> What is asked: Retype each of the entries below without changing a single character, keeping every line in the same order.

[Items stored from a collection]

──────────────────────────────

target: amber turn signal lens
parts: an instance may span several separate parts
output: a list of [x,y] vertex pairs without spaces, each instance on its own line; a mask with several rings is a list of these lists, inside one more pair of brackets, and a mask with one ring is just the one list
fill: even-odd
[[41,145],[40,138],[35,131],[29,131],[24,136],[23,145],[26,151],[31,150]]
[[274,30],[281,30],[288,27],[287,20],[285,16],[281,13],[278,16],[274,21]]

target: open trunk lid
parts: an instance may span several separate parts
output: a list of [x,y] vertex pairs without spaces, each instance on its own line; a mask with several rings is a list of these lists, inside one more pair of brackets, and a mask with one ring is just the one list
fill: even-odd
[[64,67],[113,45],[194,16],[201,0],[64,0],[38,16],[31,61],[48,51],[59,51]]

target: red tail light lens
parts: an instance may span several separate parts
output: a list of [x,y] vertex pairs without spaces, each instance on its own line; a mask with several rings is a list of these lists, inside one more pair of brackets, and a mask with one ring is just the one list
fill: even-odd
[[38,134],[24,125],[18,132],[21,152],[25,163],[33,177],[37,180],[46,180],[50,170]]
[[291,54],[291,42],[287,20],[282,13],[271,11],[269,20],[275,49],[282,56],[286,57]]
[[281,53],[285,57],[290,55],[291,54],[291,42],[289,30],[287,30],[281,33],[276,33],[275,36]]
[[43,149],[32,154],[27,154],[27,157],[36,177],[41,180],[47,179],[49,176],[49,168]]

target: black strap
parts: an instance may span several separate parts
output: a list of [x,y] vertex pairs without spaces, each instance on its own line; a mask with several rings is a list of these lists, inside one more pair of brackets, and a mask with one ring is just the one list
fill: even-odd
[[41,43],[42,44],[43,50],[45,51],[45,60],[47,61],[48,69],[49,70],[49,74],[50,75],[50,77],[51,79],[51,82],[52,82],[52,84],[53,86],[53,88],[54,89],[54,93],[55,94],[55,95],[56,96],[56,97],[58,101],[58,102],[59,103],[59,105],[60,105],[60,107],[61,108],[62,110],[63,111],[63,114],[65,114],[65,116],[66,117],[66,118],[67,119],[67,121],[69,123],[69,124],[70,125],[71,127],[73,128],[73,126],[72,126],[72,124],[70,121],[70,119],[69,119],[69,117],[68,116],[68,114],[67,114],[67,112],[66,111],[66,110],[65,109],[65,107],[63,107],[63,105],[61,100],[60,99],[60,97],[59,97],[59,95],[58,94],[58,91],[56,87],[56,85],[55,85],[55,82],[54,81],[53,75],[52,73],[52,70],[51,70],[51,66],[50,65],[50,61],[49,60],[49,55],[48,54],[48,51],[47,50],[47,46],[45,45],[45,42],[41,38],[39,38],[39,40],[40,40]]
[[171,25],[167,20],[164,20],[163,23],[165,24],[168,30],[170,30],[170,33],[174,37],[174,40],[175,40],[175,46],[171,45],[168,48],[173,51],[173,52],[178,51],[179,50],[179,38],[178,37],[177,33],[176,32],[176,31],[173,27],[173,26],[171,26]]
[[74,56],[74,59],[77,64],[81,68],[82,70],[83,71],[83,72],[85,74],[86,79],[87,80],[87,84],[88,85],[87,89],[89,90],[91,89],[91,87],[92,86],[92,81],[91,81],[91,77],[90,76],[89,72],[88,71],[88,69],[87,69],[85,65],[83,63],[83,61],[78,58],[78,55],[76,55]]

──────────────────────────────

> Correct answer:
target: amber turn signal lens
parts: an instance may span several separate parts
output: a list of [x,y] vertex pairs without spaces, each instance on its own line; a mask with several rings is a list of these lists, inside one more pair of brackets, and a mask with one ring is just the one list
fill: even-odd
[[41,145],[40,138],[35,131],[29,131],[24,136],[23,145],[26,151],[31,150]]
[[274,30],[281,30],[288,27],[287,20],[285,16],[281,13],[278,16],[274,21]]

target: open trunk lid
parts: an instance may span several separate parts
output: a list of [x,y] vertex pairs without spaces, each instance on its own line; a mask with several rings is a list of these lists, inside one more pair of brackets, and a mask with one ring is just the one list
fill: even-odd
[[64,67],[113,45],[194,16],[201,0],[64,0],[38,16],[31,61],[48,51],[59,51]]

target: red tail light lens
parts: an instance may span several separate parts
output: a list of [x,y] vertex pairs without spaces, each instance on its own line; a mask with several rings is a list of these lists, inside one more pair of brackets, and a mask with one ring is just the one list
fill: even-odd
[[38,134],[24,125],[18,132],[21,152],[25,163],[33,177],[37,180],[46,180],[50,170]]
[[291,54],[291,42],[287,20],[282,13],[271,11],[269,20],[275,49],[282,56],[286,57]]
[[281,53],[285,57],[290,55],[291,54],[291,42],[289,30],[287,30],[281,33],[276,33],[275,36]]
[[43,149],[32,154],[27,154],[27,157],[36,177],[41,180],[47,179],[49,176],[49,168]]

target: black strap
parts: an instance may span several separate parts
output: a list of [x,y] vertex pairs without spaces, each instance on its own line; a mask with several rings is a list of these lists, inside one more pair of brackets, and a mask with one ring is just the one list
fill: even-odd
[[41,43],[42,44],[43,50],[45,51],[45,60],[47,61],[48,69],[49,70],[49,74],[50,75],[50,77],[51,79],[51,82],[52,82],[52,84],[53,86],[53,88],[54,89],[54,93],[55,94],[55,95],[56,96],[56,97],[58,101],[58,102],[59,103],[59,105],[60,105],[60,107],[61,108],[62,110],[63,111],[63,114],[65,114],[65,116],[66,117],[66,118],[67,119],[67,121],[69,123],[69,124],[70,125],[71,127],[73,128],[73,126],[72,126],[72,124],[70,121],[70,119],[69,119],[69,117],[68,116],[68,114],[67,114],[67,112],[66,111],[66,110],[65,109],[65,107],[63,107],[63,105],[61,100],[60,99],[60,97],[59,97],[59,95],[58,94],[58,91],[56,87],[56,85],[55,85],[55,82],[54,81],[53,75],[52,73],[52,70],[51,70],[51,66],[50,65],[50,61],[49,60],[49,55],[48,54],[48,51],[47,50],[47,46],[45,45],[45,42],[41,38],[39,38],[39,40],[40,40]]
[[171,25],[167,20],[164,20],[163,23],[165,24],[168,30],[170,30],[170,33],[174,37],[174,40],[175,40],[175,46],[171,45],[168,48],[173,51],[173,52],[178,51],[179,50],[179,38],[178,37],[177,33],[176,32],[176,31],[173,27],[173,26],[171,26]]
[[74,56],[74,59],[77,64],[81,68],[82,70],[83,71],[83,72],[85,74],[86,79],[87,80],[87,84],[88,85],[87,89],[89,90],[91,89],[91,87],[92,86],[92,81],[91,81],[91,77],[90,76],[89,72],[88,71],[88,69],[87,69],[85,65],[83,63],[83,61],[78,58],[78,55],[76,55]]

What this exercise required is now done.